Start of TEXT EXCERPT

Waste Management, Inc., doing business as WM, is a waste management, comprehensive waste, and environmental services company operating in North America. Founded in 1968, the company is headquartered in the Bank of America Tower in Houston, Texas.

The company's network includes 346 transfer stations, 293 active landfill disposal sites, 146 recycling plants, 111 beneficial-use landfill gas projects and six independent power production plants. Waste Management offers environmental services to nearly 21 million residential, industrial, municipal and commercial customers in the United States, Canada, and Puerto Rico. With 26,000 collection and transfer vehicles, the company has the largest trucking fleet in the waste industry. Together with its competitor Republic Services, Inc, the two handle more than half of all garbage collection in the United States.

End of TEXT EXCERPT
Start of DATA SECTION

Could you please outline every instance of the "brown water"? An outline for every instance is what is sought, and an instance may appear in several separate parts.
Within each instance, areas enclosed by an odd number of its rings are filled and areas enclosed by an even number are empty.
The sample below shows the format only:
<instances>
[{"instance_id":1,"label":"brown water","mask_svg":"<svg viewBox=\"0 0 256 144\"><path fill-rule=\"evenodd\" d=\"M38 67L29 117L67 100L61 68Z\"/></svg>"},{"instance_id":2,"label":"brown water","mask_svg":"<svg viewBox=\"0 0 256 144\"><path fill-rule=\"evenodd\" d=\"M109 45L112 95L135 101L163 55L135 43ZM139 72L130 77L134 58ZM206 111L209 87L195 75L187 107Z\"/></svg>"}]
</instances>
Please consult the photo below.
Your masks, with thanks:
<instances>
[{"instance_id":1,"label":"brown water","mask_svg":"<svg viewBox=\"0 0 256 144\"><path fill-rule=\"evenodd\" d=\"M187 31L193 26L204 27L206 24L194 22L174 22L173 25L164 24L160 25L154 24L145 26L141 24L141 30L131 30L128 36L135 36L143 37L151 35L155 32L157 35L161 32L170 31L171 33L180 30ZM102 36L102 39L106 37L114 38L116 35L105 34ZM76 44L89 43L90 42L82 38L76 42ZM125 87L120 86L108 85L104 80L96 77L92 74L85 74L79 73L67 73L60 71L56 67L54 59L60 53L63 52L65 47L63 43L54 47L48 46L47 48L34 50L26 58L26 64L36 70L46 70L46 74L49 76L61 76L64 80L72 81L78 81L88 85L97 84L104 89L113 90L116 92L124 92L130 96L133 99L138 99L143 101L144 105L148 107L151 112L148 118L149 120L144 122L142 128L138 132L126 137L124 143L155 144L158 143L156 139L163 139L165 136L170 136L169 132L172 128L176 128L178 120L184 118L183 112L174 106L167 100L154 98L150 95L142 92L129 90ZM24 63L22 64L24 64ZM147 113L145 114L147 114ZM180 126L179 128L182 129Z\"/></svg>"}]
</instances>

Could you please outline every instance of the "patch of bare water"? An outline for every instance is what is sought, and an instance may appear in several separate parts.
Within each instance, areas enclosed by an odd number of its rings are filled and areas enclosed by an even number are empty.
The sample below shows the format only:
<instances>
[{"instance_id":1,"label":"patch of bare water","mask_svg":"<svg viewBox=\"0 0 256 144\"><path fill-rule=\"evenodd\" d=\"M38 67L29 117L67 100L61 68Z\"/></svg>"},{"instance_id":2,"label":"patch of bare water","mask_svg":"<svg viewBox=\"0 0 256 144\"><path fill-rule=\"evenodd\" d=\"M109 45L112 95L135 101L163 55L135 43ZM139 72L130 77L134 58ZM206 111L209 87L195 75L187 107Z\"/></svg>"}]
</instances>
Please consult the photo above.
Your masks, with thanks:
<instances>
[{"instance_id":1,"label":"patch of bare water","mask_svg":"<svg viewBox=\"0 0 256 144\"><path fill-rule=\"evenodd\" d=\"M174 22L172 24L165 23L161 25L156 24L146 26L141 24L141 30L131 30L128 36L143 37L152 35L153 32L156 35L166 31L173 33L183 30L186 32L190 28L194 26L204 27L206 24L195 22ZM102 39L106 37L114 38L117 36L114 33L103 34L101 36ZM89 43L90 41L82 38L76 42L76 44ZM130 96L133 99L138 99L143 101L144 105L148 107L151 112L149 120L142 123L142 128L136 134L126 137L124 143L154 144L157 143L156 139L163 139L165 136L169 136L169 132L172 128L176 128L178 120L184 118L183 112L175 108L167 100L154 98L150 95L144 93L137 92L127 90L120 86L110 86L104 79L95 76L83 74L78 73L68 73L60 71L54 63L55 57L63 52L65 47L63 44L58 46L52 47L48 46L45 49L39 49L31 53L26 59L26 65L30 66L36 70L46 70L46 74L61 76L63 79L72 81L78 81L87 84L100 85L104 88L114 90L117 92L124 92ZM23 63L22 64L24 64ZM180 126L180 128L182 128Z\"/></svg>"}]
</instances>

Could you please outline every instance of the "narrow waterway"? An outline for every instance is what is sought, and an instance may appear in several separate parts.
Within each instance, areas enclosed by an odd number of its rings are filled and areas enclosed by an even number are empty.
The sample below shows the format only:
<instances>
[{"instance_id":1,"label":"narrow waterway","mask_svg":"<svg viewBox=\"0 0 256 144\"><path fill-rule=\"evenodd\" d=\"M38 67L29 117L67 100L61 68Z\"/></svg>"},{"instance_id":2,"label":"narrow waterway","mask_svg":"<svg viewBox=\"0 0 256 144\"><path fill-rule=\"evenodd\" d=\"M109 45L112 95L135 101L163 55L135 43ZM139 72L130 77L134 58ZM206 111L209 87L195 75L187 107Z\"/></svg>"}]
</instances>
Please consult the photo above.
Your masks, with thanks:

End of DATA SECTION

■ **EXERCISE DETAILS**:
According to the Waste Management text, how many collection and transfer vehicles does the company have?

■ **ANSWER BELOW**:
The company has 26,000 collection and transfer vehicles.